# Text provided
......

The Abyss of Amorality

The Abyss of Amorality and the Ascent of the übermensch: A Chaos-Gnostic Reading of Nietzsche

By Tommy Eriksson 

To formulate a genuinely amoral stance requires a rupture that goes deeper than revolt. It is not a matter of defying norms or replacing them with new ones, but of seeing through the very need for morality as a fundamental category. Here, Friedrich Nietzsche emerges as a decisive thinker, not because he offers an alternative system, but because he dissolves the conditions that make systems possible. In his genealogical analysis of the origin of morals, values appear not as eternal truths but as historical formations, arising from power relations, psychological needs, and social conflicts. Morality thus becomes not a cosmic law but a human expression, and therefore something that can be transcended.

The nihilism Nietzsche diagnoses follows from this insight. When the highest values lose their foundation, freedom does not immediately arise; instead, a condition of uncertainty first takes hold. The free spirit moves within this condition, where previous certainties have dissolved but new forms have not yet stabilized. It is a mode of existence marked by lucidity rather than conviction. The free spirit carries the awareness that values are created, and this awareness renders every attachment provisional. Nihilism thereby becomes not an endpoint, but a necessary passage in which the given loses its authority.

From a chaos-gnostic perspective, this passage can be understood as a return to a more primordial condition. Chaos appears here not as destruction, but as the absence of fixed structure. It is a state in which no value is privileged, where no order is given in advance. In this light, nihilism is not a collapse but an unveiling of the groundless character of existence. What once appeared as a stable moral world reveals itself as a temporary formation resting upon a deeper, unregulated field.

......

# Material shown
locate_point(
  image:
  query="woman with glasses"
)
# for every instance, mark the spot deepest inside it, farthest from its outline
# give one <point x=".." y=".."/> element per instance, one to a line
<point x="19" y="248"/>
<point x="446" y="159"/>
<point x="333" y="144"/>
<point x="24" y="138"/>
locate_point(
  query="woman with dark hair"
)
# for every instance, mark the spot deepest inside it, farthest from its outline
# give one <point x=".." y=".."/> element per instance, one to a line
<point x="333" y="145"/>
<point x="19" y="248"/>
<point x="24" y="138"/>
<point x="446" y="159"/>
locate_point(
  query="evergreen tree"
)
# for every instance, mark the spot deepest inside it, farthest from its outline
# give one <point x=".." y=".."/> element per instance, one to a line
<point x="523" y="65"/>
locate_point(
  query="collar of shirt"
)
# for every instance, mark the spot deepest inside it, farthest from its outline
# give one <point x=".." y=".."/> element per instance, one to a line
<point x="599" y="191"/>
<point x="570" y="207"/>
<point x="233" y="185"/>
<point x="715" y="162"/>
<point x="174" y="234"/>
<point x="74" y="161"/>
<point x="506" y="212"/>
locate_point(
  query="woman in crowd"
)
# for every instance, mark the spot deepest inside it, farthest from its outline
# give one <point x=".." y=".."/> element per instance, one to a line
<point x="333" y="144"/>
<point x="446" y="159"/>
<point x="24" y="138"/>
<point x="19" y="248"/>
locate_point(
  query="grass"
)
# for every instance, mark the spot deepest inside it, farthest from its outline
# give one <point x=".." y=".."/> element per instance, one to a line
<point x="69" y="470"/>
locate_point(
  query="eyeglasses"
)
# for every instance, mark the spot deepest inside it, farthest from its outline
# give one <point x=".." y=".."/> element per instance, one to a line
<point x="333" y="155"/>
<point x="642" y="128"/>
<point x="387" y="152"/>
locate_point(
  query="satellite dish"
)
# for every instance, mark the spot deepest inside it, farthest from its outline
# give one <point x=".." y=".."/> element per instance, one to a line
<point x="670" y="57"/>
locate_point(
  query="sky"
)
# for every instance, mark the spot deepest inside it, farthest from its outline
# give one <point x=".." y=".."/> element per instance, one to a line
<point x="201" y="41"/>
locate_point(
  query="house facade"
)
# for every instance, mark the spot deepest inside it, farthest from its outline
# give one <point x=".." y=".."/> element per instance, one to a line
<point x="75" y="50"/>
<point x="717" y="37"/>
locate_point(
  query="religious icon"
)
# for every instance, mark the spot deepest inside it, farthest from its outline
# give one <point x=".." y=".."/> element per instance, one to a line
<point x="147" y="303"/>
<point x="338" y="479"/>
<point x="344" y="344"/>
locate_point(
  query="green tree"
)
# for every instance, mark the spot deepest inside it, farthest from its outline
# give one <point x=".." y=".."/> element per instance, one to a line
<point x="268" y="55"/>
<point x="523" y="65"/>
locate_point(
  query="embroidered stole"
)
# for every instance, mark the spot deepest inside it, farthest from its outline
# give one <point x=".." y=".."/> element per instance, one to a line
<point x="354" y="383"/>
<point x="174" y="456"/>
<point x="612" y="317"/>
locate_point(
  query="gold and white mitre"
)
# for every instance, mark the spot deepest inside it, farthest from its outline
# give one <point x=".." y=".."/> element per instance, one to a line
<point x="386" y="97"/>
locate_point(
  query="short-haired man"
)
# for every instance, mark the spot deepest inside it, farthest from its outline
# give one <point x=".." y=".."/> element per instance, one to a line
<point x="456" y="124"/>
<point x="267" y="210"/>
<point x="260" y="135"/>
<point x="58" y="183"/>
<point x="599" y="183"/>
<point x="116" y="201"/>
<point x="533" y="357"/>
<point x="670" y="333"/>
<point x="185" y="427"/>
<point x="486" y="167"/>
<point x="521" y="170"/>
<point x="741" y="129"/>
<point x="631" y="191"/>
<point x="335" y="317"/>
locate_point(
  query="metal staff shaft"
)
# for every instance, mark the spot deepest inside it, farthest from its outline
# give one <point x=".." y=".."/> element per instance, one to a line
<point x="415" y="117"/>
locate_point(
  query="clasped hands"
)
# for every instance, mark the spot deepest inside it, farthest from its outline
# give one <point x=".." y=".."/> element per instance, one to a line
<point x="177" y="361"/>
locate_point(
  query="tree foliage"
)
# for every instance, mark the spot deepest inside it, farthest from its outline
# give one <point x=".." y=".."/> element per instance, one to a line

......

# Tasks to perform
1. In the Nietzsche essay, what does chaos appear as from a chaos-gnostic perspective?
2. Pick up the essay on Nietzsche and amorality after its last sentence and carry it forward.

# Answers per task
1. Not as destruction, but as the absence of fixed structure.

2.
Similar traits can be found in certain interpretations of Xwede within the Yezidi tradition, where the divine does not necessarily appear as a moral judge but as a principle beyond dualistic valuation. The world does not inherently contain a division between good and evil; such distinctions arise within human experience and interpretation. Xwede can thus be understood as a symbol of a mode of being that does not require moral justification. This position resonates with a chaos-gnostic understanding in which existence does not need to be validated through value, but simply is.

When Anton LaVey formulates his critique of Christian morality, an important shift occurs. By affirming the body, desire, and individuality as legitimate expressions, he breaks with an ascetic tradition that has long shaped Western thought. His perspective functions as a liberating impulse, particularly in relation to internalized guilt and self-denial. At the same time, this position often remains in an oppositional relationship to what it critiques. It points away from a system while still moving in its proximity. In a further development, more aligned with Nietzsche, an additional step is required in which even this attachment is loosened, where the creation of values is no longer defined through contrast.

The overman emerges in this context as the result of a process rather than as a goal in any conventional sense. It is not a type that can be imitated, but a movement in which the individual undergoes a revaluation that reaches into the very foundation of value creation. After having seen through the origin of morality and passed through the uncertainty of nihilism, the possibility arises to consciously shape values. These values do not claim universality, nor do they require external sanction. They are expressions of a will that no longer seeks legitimacy outside itself.

In a chaos-gnostic interpretation, this means that the individual operates directly within a field without predetermined order. Form arises through action rather than through conformity. There is no guarantee of stability, and no ultimate instance that confirms direction. It is precisely this absence that creates a space in which creation becomes possible in a more radical sense. Values become instruments rather than absolute principles, and their validity lies in their capacity to sustain and shape life.

The path that emerges here can be described as a deepening rather than an ascent. First, a clarification of the historical and psychological origin of morality; then an experience of the dissolution of values; followed by a recognition of the absence of inherent order in existence. From this, a mode of creation arises that does not attempt to restore what has been lost, but instead operates within the open field that has been revealed. The overman, in this sense, is not a final state but a continuous act, in which values are formed, tested, and reformed with full awareness of their origin.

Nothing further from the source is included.